* EXERCISE TASKS *
a. Print the part of the text on structural printmaking that opens with the words containing "The Story of" and closes with "on his own.".
b. According to the text on structural printmaking, in what year did Vladimir Boudnik develop the approach he named structural printmaking?

Updated: Sep 1, 2022


By Jiri Bernard Krticka, translated from Czech by Katerina Kyselica | Vladimir Boudnik developed a striking array of original printmaking methods that left a profound impact on an entire generation of artists living behind the Iron Curtain in Czechoslovakia. One method, structural printmaking, evolved into a phenomenon that challenges artists to search for unorthodox understandings of the materials as they go through the sequences of preparing plates.

Image: Vladimir Boudnik, The Marks of Material, 1959, active print, 16 1/2 x 11 5/8 inches image size (42 x 29.5 cm), edition of 100, photograph by Prague City Gallery, collection of Prague City Gallery.

The term structural printmaking was coined by Vladimir Boudnik to describe one of the innovative approaches he developed in 1958. Today, it is understood in a broader context as a special class of printmaking methods with a framework that falls outside the scope of traditional techniques. The word “structure” refers to the non-flat nature of the matrix surface, which retains a rough, coarse, grainy and fibrous—that is to say relief—quality. In comparison to collagraphy, a related method, structural printmaking represents a more general category. It is based on a matrix whose surface was not prepared using the polarity principle of either “height” or “depth” but rather with a whole range of “heights” and “depths.” This characteristic of the structural matrix significantly expands its printing potential. Most structural prints carry a haptic appearance as a result of permanent deformation of the paper upon printing...

The Story of Vladimir Boudnik

...Vladimir Boudnik (1924–1968) was an exceptional personality who significantly influenced a change in Czech art between the 1950s and 1960s when the communist regime kept a rigid control over all public manifestations of creative life. Although the seminal artist never received an academic degree, he graduated in 1949 from a secondary printmaking school in Prague. During his tenure as a worker at an engineering concern CKD in Prague, Boudnik had to consistently fight a heroic battle for his art to be accepted. It represented a creative direction that deviated from the ruling ideological doctrine. In addition to a long-term artistic isolation and existential distress, the artist managed to face an absolute lack of equipment, causing him to construct most of the tools, including printmaking presses, on his own.

* GIVEN DATA *
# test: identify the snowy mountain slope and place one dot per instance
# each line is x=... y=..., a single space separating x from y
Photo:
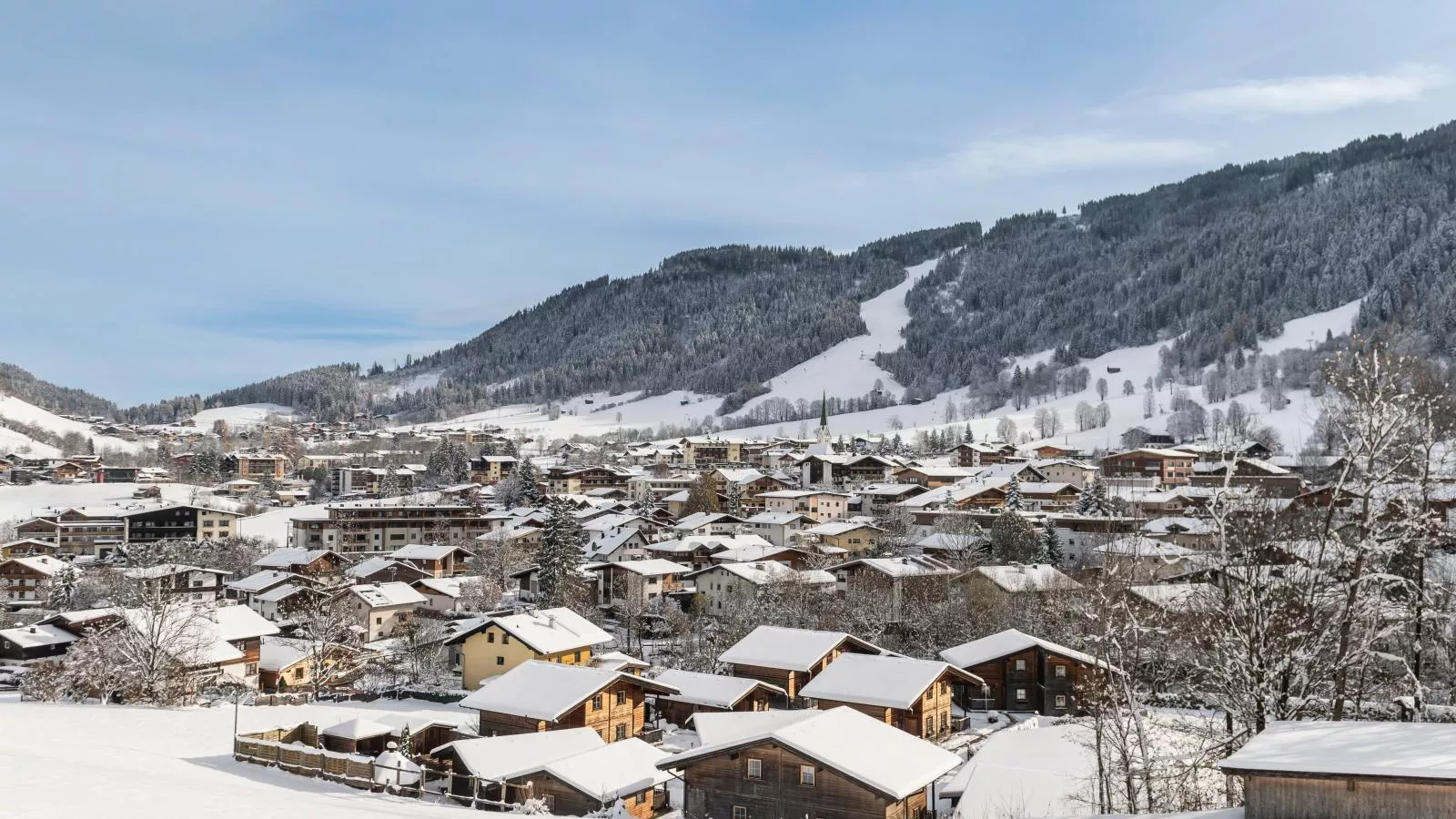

* COMPLETE ANSWERS *
a.
The Story of Vladimir Boudnik

...Vladimir Boudnik (1924–1968) was an exceptional personality who significantly influenced a change in Czech art between the 1950s and 1960s when the communist regime kept a rigid control over all public manifestations of creative life. Although the seminal artist never received an academic degree, he graduated in 1949 from a secondary printmaking school in Prague. During his tenure as a worker at an engineering concern CKD in Prague, Boudnik had to consistently fight a heroic battle for his art to be accepted. It represented a creative direction that deviated from the ruling ideological doctrine. In addition to a long-term artistic isolation and existential distress, the artist managed to face an absolute lack of equipment, causing him to construct most of the tools, including printmaking presses, on his own.

b. 1958